* [GOAL OF THE EXERCISE]: Show all lines from the records below in which the string "negative" is present.

* [DATA TO PROCESS]:
%%
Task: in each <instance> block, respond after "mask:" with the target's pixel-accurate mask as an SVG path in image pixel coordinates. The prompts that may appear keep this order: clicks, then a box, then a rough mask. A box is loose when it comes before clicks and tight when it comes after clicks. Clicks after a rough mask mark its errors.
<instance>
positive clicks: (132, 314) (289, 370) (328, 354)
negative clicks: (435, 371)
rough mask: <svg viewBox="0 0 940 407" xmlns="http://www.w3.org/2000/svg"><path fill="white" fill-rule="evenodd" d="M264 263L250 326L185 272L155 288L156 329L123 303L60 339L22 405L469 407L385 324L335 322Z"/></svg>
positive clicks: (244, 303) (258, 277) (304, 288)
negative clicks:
%%
%%
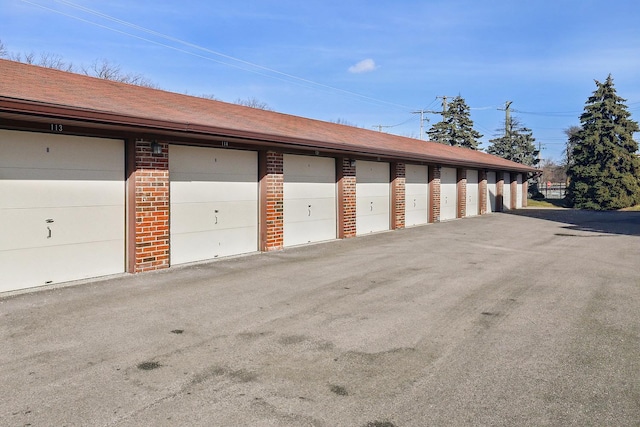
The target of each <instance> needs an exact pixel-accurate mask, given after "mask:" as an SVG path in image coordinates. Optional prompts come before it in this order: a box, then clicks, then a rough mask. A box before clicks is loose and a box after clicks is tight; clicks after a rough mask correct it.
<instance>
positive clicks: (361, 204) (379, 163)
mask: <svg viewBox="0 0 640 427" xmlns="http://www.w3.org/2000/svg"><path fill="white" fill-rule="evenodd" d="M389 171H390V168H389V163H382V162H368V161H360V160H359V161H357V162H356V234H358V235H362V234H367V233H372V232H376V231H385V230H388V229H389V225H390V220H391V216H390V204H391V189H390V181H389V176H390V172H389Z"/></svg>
%%
* [SOLVED PROBLEM]:
negative clicks: (435, 371)
negative clicks:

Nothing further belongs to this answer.